Top mounted latches provide more diversity in the front only operation forum since they truly operate from the exposed surface of the container. Prior art top mounted latches have certain inherent drawbacks with some types of containers (e.g., fluid tight containers). These latches thus leave the art searching for a better solution to the need for front only operation.

One type of top mounting latch is a bail spring latch such as that illustrated in FIG. 2 of the disclosure. This type of latch, although effective in closing and tensioning a container lid, requires a “through the container” mounting. In containers commonly employed for transport of sensitive equipment where a fluid tight seal is required at all times, these latches require a very effective (expensive) dynamic seal. Dynamic seals of this nature are cost prohibitive, subject to failure and therefore do not provide a preferred solution.

Other prior art latches whether top or side mounted which operate well for their intended purpose cannot work where adjacent structures are concerned because of their requirement that they move out of the side plane of the container or where they don't, they simply cannot be easily actuated from the exposed surface of the container. The adjacent structure inhibits the movement and/or access to these latches and prevents operation thereof.

SUMMARY OF THE INVENTION

The above-discussed and other drawbacks and deficiencies of the prior art are overcome or alleviated by the front opening latch of the invention.
☆ ☆ ☆ ☆ ☆ ☆ ☆
» **Task to carry out**: Write the next part of the passage on container latches, starting after its last sentence. The entries that follow have no connection to the passage on container latches.

(Records)
☆ ☆ ☆ ☆ ☆ ☆ ☆
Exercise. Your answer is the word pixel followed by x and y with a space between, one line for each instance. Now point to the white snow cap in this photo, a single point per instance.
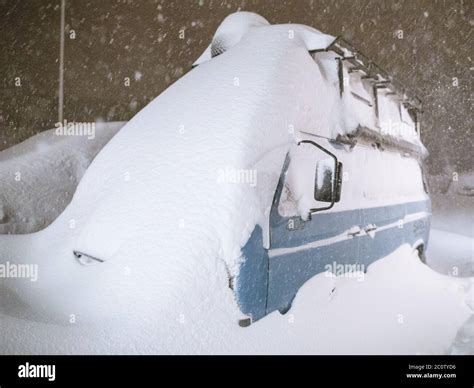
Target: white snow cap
pixel 238 24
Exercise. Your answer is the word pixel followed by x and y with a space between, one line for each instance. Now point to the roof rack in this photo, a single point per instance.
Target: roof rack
pixel 382 80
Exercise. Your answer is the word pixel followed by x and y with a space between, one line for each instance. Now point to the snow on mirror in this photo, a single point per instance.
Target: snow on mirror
pixel 85 259
pixel 312 181
pixel 324 180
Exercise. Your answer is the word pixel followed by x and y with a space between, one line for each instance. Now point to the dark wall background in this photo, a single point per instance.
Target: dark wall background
pixel 140 40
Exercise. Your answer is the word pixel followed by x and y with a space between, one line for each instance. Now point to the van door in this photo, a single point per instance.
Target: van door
pixel 304 244
pixel 383 232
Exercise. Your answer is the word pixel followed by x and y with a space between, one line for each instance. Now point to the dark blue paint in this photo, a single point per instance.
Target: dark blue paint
pixel 266 284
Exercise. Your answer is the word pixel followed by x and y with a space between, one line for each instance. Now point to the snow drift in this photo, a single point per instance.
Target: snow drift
pixel 39 176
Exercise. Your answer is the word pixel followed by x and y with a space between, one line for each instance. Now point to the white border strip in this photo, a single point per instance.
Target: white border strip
pixel 344 236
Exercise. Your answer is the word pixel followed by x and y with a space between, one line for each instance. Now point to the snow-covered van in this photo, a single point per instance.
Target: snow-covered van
pixel 343 199
pixel 282 154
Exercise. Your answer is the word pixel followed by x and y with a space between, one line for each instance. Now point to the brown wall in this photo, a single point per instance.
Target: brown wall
pixel 116 38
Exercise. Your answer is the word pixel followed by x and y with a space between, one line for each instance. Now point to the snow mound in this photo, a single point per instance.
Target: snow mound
pixel 39 176
pixel 232 29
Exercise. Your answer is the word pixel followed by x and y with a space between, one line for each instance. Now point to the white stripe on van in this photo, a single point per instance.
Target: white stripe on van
pixel 343 236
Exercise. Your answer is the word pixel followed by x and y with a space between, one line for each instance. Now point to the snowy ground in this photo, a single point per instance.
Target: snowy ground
pixel 40 175
pixel 401 307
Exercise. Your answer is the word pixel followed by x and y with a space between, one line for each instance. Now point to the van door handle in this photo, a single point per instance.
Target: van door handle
pixel 370 228
pixel 354 231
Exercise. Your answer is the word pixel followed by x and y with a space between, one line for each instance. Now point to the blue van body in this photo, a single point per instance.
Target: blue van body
pixel 269 279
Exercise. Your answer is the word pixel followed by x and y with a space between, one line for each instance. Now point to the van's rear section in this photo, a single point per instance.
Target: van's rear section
pixel 344 198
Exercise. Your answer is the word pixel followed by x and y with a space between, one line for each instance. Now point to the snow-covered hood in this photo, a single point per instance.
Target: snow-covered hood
pixel 175 194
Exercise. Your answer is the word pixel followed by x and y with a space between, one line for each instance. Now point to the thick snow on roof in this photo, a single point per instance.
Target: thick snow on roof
pixel 165 196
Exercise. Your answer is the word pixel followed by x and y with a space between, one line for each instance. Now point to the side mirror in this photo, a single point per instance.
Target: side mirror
pixel 327 179
pixel 325 176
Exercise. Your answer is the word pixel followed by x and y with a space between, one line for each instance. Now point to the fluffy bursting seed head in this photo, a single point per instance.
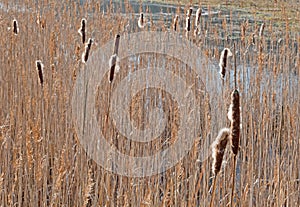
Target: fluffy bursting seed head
pixel 15 27
pixel 223 61
pixel 141 22
pixel 235 122
pixel 261 30
pixel 218 149
pixel 40 71
pixel 85 55
pixel 81 30
pixel 175 23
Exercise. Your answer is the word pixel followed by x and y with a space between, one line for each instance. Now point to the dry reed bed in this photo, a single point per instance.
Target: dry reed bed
pixel 42 162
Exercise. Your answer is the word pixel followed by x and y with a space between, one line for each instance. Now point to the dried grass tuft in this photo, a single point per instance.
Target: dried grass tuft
pixel 15 27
☆ ☆ ☆ ☆ ☆ ☆ ☆
» **Right answer**:
Although “front” is employed in this specification as the location of operability of the latch disclosed herein, it will be understood that any plane of the container on which the latch is employed could be the operation plane or surface. More specifically, the latch body could be mounted on the front, top, side, bottom or rear of the container depending upon how the container is being viewed. The more important concept of the invention is that the latch is completely operable from an exposed plane or surface of the container, while acting on an adjacent surface which may be obscured from access or view. This is particularly advantageous when said containers are stacked one atop another or next to one another, etc. The most ubiquitous example of such use is, of course, where many of such containers are stacked in such a way that they create a wall. In this situation, a box in the middle could be opened if the invention is employed but could not have been opened if many of the prior art latches were installed. Since this scenario is most common and the exposed plane of the container is generally considered the “front” by most people, the term “front” has been used herein as the generic descriptor. Limitation is not intended. The invention also has no dynamic seals and is operable using only one hand.

An important feature of the invention is variability in the available stroke for drawdown. By varying the distance between certain components of the invention the stroke is increased or decreased. This benefit is achieved while not affecting the motion of the hook perpendicular to the side of the container. In other words the attachment of the hook to the latch lever, discussed hereunder in detail, does not need to move laterally during drawdown regardless of the stroke of the latch. This concept cannot be achieved by the prior art and provides a significant advantage in function.

Another important feature of the invention is the designed in capability of the latch to be made from plastic materials. The latch is preferably made of thermoplastic polyester which would creep under loads normally associated with latches intended to secure covers to containers as is the current invention. To accommodate the loads in such a way that the desired material is employable, the surface area of load bearing components of the latch have been enlarged to enable sufficient strength of the inexpensive and relatively malleable material to be employed.

The latch of the invention generally comprises a latch body having several components mounted as a unit on one surface of a container and a hook that is disposed generally perpendicularly to the latch body and is selectively engageable with a strike mounted fixedly on a surface of the container adjacent the surface upon which the body is mounted. The latch operates over the generally perpendicular angle by facilitating control of the hook from a spring lever disposed on or in the body.

The latch develops about 100 lbf of closure force near the end of its stroke and securely holds the cover of the container in place and sealed. Operation force required by the user, however, remains very small at 10 lbf or less.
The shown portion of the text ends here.